> **TASK GOAL**
Copy out the items from the line with "lookup: black helmet strap?" up to and including the line with "[0,271,245,480]", requests included, and add -114 to every bounding-box coordinate in the answers. Leave the pictures out.

-- START SUPPLIED DATA --

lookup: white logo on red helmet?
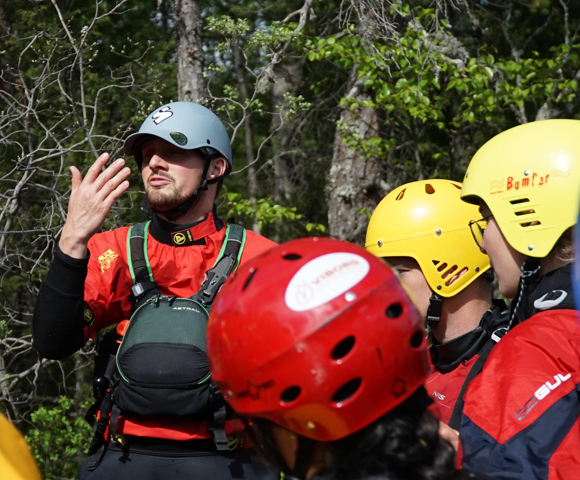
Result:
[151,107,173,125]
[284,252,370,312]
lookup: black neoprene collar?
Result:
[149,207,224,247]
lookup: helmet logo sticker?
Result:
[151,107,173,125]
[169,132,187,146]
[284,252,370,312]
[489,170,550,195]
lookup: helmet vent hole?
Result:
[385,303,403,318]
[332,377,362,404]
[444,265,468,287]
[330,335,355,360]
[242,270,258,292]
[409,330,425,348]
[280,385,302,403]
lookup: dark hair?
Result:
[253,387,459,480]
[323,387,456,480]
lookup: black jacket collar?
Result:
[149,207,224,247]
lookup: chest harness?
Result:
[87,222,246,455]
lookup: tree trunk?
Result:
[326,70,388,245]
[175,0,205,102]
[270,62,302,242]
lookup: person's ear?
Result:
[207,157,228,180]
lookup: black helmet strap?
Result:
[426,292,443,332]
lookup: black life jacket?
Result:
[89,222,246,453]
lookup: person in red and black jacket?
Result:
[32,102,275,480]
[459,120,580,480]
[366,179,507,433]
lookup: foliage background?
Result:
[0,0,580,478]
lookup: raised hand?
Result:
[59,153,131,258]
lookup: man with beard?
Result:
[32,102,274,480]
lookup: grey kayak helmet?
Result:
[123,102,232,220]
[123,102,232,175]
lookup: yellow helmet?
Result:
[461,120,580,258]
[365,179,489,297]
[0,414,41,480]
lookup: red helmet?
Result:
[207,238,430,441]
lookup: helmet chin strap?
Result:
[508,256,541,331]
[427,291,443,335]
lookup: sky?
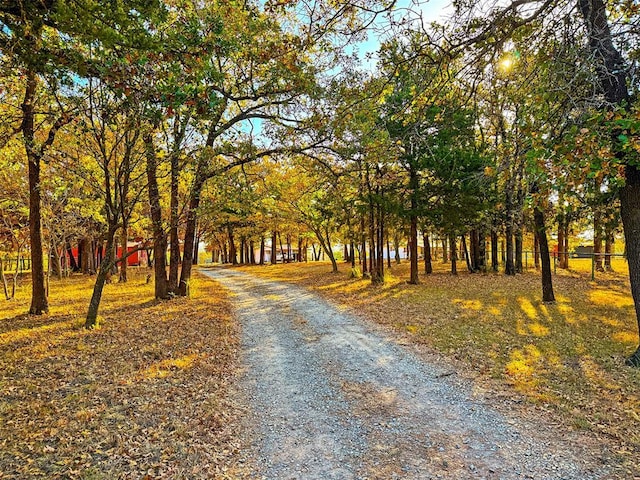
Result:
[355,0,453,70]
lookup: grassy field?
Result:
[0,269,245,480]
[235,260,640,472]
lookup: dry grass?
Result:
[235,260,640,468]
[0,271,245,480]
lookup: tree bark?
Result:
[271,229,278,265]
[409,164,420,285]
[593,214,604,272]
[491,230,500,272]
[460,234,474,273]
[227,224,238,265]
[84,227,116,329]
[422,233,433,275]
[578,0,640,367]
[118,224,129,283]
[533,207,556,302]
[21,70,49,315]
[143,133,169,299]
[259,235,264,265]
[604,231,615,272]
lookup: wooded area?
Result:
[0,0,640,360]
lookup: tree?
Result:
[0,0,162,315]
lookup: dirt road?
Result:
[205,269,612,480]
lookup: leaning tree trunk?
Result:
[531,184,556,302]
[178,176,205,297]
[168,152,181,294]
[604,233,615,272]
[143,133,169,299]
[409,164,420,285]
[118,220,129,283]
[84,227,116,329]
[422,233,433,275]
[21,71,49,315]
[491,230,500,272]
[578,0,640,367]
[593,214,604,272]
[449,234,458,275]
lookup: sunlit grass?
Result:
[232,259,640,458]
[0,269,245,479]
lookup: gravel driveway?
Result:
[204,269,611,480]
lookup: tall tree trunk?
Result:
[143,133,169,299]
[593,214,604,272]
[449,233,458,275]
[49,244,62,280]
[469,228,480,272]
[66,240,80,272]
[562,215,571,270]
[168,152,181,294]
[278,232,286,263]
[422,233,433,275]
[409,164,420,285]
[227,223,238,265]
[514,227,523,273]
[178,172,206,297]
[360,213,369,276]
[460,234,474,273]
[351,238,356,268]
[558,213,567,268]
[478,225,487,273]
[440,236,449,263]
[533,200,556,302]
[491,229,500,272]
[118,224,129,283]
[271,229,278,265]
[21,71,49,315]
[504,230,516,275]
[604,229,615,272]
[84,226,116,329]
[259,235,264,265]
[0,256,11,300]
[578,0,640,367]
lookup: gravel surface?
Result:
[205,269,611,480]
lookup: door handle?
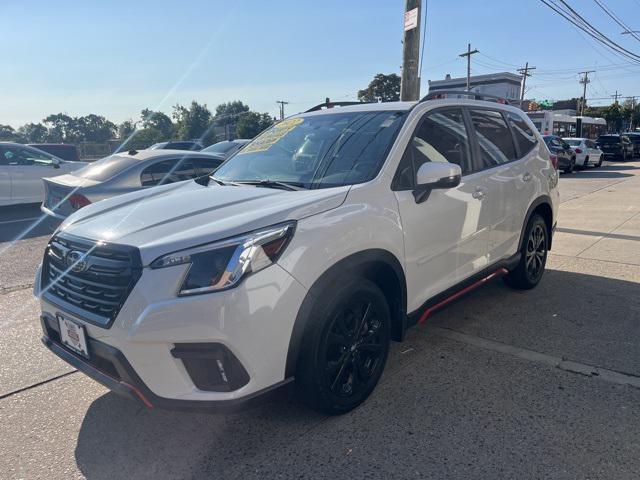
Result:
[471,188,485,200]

-- END SUPPLIED DATA --
-- START SUPPLIED DATA --

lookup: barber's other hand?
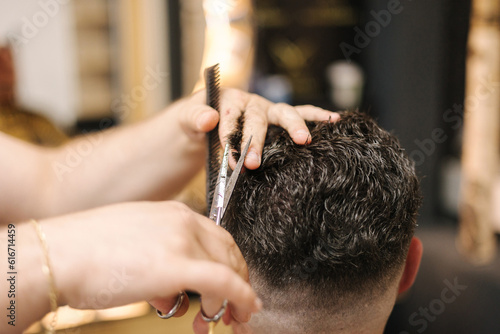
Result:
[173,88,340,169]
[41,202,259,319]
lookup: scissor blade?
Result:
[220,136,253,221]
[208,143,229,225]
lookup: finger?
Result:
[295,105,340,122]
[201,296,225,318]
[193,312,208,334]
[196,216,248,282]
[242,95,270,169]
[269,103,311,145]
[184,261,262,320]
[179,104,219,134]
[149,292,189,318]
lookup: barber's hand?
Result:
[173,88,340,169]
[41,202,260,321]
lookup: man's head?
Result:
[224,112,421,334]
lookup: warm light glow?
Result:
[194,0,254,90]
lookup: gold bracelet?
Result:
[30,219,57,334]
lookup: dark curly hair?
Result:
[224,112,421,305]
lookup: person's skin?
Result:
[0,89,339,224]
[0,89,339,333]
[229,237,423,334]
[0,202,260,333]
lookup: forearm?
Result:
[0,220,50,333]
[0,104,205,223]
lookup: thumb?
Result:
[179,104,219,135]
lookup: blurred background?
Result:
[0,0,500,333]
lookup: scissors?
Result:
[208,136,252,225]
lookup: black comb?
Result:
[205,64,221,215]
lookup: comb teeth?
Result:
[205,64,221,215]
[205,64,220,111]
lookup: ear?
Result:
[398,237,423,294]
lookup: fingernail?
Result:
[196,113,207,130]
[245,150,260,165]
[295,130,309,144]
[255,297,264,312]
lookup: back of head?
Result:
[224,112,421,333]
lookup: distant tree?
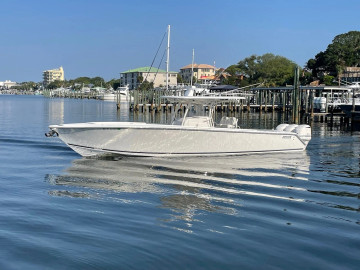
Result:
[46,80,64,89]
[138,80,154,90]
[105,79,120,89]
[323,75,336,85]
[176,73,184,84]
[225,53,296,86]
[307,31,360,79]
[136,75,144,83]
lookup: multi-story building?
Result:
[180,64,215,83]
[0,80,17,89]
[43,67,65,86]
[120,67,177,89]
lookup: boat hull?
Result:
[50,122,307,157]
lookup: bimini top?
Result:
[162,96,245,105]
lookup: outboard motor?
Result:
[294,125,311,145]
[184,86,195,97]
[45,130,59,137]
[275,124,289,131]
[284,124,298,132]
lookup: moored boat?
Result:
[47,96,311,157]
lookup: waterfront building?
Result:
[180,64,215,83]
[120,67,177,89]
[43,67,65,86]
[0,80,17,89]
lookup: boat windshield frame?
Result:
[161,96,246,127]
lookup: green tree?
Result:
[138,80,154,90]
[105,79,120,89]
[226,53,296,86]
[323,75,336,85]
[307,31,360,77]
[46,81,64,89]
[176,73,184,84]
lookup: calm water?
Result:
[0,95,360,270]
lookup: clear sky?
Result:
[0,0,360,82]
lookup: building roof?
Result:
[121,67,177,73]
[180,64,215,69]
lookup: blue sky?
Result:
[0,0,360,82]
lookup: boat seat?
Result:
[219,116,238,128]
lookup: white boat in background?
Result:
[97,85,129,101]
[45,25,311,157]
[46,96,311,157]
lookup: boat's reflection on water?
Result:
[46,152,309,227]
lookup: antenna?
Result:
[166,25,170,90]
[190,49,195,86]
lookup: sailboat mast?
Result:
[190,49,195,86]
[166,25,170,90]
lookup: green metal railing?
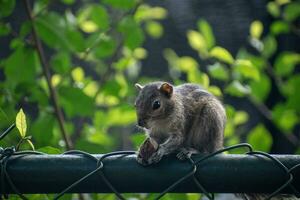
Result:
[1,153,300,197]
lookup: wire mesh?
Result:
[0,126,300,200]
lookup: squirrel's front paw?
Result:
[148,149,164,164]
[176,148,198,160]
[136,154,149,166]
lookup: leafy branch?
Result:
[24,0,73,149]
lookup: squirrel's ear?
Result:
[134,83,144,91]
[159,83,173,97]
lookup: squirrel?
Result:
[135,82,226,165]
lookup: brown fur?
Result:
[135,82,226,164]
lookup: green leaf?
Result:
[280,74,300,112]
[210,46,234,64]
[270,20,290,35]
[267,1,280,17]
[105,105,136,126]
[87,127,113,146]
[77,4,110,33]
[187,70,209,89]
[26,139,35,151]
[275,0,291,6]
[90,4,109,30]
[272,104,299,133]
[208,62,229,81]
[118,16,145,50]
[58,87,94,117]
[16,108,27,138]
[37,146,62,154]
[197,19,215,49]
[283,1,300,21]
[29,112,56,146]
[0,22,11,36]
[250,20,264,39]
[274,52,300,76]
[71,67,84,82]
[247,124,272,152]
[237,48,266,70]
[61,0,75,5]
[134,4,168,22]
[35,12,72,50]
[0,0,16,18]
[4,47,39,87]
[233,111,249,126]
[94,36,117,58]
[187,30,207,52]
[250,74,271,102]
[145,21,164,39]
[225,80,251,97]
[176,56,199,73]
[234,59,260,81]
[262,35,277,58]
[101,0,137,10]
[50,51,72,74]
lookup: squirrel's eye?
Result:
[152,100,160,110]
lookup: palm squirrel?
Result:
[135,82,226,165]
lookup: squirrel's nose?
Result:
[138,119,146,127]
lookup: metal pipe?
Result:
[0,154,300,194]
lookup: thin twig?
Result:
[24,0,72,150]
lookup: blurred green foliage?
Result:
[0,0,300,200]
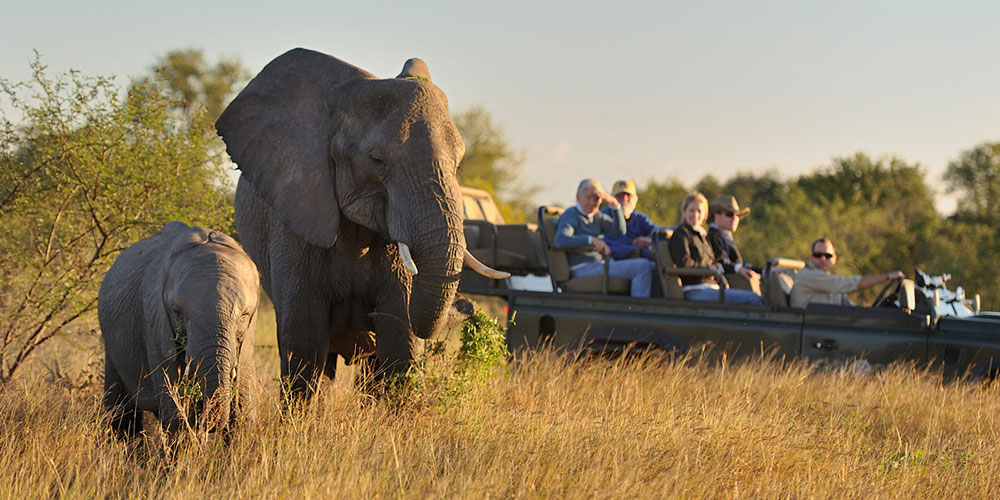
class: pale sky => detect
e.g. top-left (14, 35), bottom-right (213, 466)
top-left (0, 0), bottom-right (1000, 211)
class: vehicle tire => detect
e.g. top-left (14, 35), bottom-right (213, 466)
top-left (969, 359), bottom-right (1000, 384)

-- END SUPPLIED DATA --
-- START SUPPLIED DATA --

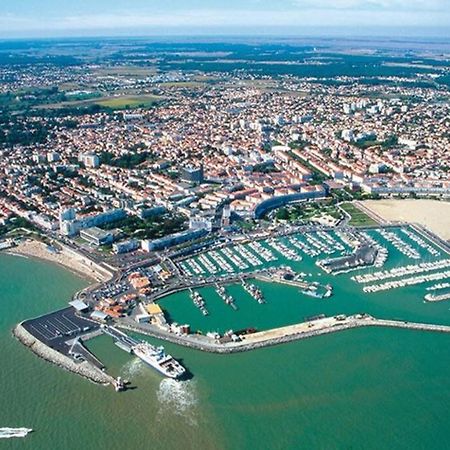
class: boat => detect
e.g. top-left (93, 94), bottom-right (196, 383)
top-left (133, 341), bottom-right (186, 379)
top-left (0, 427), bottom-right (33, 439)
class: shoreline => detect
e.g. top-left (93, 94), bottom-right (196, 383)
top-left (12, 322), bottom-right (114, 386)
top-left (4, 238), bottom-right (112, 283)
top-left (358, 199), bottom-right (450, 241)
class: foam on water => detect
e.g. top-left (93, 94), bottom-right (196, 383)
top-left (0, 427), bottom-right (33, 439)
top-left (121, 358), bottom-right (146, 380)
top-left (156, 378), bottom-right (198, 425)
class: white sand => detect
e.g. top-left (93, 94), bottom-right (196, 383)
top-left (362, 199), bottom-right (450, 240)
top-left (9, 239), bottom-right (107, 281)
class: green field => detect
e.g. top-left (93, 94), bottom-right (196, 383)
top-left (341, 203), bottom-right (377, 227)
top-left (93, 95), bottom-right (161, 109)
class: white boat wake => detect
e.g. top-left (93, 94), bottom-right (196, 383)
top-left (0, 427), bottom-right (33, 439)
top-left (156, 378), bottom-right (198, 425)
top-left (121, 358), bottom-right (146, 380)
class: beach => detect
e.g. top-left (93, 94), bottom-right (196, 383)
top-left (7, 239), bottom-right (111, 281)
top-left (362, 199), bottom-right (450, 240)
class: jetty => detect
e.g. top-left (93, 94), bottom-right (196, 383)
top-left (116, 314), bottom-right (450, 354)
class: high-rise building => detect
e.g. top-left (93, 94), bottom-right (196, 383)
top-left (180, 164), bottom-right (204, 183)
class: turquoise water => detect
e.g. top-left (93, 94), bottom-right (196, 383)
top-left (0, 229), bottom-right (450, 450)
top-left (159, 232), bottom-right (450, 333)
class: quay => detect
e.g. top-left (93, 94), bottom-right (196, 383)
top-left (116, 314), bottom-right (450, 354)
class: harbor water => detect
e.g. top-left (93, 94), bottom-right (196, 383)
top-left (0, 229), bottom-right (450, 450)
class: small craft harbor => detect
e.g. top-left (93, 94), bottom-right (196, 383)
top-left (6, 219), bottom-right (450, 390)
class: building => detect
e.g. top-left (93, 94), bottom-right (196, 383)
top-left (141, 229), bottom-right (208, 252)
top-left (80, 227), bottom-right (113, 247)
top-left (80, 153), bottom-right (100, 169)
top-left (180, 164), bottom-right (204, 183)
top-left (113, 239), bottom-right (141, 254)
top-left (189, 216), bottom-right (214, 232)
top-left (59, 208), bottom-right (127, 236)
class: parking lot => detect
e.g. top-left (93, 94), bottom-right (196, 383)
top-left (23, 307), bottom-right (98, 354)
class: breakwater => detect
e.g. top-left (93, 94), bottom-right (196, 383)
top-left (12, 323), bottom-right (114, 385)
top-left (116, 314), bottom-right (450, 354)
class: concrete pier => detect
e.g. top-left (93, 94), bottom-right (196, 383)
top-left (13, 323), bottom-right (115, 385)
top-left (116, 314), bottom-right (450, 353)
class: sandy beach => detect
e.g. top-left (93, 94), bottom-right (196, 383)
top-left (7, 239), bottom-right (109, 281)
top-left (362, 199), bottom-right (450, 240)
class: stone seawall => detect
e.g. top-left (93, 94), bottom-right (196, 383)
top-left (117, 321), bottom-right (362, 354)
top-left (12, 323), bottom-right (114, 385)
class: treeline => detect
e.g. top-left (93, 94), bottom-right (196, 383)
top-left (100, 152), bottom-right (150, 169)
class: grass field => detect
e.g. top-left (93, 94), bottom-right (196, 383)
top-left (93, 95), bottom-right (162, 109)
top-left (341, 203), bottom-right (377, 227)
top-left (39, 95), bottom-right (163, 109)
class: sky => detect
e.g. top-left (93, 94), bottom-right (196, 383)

-- END SUPPLIED DATA --

> **COMPLETE ANSWER**
lookup: black helmet strap?
Result:
[312,178,329,218]
lookup: black life jacket?
Result:
[-25,108,132,339]
lookup: person in red and black jacket?
Result:
[-82,-12,161,366]
[345,6,466,366]
[252,65,393,319]
lookup: foliage background?
Result:
[-114,-114,466,364]
lookup: raised hand?
Result:
[-55,39,17,144]
lookup: man with beard?
Result:
[-82,-12,160,366]
lookup: grey kayak helmet?
Result:
[9,-12,118,106]
[9,-12,118,61]
lookup: yellow helmet?
Result:
[347,6,466,144]
[251,65,375,183]
[-114,300,-73,366]
lookup: red helmet?
Result:
[93,124,316,327]
lookup: helmet chin strap?
Result:
[394,142,427,217]
[313,177,329,221]
lookup: sky?
Result:
[241,-114,339,-44]
lookup: grassy field?
Result:
[-114,155,131,366]
[121,146,526,358]
lookup: dry grass?
Result:
[121,146,526,354]
[-114,157,131,366]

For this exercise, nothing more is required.